Exercise brief
Reproduce exactly the final portion of the data: every line from the one containing "Where can the taxi window" through the last line, inclusive.

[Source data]
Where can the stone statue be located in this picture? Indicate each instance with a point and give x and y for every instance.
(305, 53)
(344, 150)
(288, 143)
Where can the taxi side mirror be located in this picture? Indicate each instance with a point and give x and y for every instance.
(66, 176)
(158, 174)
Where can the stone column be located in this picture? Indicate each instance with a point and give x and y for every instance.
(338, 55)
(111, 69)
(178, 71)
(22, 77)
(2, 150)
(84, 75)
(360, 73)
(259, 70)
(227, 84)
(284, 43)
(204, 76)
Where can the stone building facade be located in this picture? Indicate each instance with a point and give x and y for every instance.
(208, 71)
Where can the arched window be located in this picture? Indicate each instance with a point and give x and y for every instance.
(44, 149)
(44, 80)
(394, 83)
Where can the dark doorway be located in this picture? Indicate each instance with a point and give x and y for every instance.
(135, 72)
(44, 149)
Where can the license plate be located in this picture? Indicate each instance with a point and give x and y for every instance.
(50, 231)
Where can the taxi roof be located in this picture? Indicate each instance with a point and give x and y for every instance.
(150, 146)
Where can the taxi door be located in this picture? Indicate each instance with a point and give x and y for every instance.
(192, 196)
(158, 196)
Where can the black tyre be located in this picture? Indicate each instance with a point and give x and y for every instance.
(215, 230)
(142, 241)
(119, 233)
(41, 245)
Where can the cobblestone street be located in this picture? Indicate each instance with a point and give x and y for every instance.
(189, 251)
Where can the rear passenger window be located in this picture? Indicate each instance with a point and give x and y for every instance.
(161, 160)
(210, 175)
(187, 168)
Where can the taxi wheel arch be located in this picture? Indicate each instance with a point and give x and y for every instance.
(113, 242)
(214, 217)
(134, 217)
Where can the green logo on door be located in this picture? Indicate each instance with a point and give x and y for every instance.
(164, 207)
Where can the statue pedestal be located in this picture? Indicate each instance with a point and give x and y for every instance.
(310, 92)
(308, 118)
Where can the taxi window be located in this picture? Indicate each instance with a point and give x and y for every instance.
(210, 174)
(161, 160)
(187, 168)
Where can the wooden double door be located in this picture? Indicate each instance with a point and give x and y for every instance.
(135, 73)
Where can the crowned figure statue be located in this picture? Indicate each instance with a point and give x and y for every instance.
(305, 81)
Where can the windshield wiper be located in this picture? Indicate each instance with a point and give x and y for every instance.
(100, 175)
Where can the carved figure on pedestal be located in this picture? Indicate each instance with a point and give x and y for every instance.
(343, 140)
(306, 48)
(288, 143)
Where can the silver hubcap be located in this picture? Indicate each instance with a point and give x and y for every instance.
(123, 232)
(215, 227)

Exercise result
Where can the taxi window be located in this picture? Indicate each instance with a point and give x and y for every instance.
(210, 174)
(161, 160)
(187, 168)
Where can the wooden double door be located in this picture? Indicate each instance with a point and give x and y for every instance.
(135, 73)
Where can the crowned figure statue be located in this picture? Indicate each instance with a point and give x and y for every instance.
(305, 81)
Where can the windshield wiper be located in this picture? Indicate each instance with a point and give x and y for every instance.
(100, 175)
Where can the carved figure on pedestal be located in this picture? Indicate each instance with a point and give x and y for every instance.
(343, 140)
(306, 48)
(288, 143)
Where can the silver hubcap be located in this picture? Indicate each instance with a point and give x and y for every instance.
(123, 232)
(215, 227)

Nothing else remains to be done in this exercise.